Fresh Cranberries Nutrition Facts and Health Benefits

Anyone who has eaten a fresh cranberries knows that these native North American fruits have a unique taste, cranberry sauce is a traditional accompaniment to turkey at Christmas and Thanksgiving dinners. They also have some unique nutritional benefits, here are nutrition facts & health benefits of raw cranberry.

Fresh Cranberries Nutrition Facts and Health Benefits-CookingEggs

Raw cranberries are 87% water, 12% carbohydrates, and contain negligible protein and fat. The berries are high in vitamin C; but iron, vitamin A, and potassium are among their other nutritional assets. Cranberries have one of the highest ORAC levels among the 277 foods tested by the USDA.

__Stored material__
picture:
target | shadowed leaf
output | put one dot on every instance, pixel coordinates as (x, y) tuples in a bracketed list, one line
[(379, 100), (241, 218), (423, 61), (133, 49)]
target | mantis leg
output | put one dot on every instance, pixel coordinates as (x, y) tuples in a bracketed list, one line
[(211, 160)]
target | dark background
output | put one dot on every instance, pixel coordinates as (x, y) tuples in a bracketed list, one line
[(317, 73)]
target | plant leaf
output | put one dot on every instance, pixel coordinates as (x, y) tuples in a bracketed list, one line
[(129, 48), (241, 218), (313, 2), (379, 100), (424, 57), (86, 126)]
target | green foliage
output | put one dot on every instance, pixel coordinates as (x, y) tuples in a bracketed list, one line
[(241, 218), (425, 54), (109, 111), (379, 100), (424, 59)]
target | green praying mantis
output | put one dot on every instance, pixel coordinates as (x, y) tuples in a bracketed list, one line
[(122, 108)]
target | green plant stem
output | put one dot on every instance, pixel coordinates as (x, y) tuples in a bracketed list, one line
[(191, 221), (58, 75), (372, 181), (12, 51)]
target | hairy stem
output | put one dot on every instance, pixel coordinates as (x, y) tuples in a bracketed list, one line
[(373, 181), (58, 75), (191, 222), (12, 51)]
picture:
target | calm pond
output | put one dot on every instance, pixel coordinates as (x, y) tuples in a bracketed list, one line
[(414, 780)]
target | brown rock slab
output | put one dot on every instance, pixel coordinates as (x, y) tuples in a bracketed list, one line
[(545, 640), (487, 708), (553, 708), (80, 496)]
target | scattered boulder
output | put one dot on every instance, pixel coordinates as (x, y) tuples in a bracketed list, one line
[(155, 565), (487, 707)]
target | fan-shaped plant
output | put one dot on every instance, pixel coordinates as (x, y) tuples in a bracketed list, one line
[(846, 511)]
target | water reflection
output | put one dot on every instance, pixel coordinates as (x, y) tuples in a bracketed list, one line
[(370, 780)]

__To do__
Print, word for word, the passage of the cranberry nutrition text that begins at the words "Anyone who has" and stops after the words "by the USDA.". This material has no connection to the cranberry nutrition text.

__Answer below__
Anyone who has eaten a fresh cranberries knows that these native North American fruits have a unique taste, cranberry sauce is a traditional accompaniment to turkey at Christmas and Thanksgiving dinners. They also have some unique nutritional benefits, here are nutrition facts & health benefits of raw cranberry.

Fresh Cranberries Nutrition Facts and Health Benefits-CookingEggs

Raw cranberries are 87% water, 12% carbohydrates, and contain negligible protein and fat. The berries are high in vitamin C; but iron, vitamin A, and potassium are among their other nutritional assets. Cranberries have one of the highest ORAC levels among the 277 foods tested by the USDA.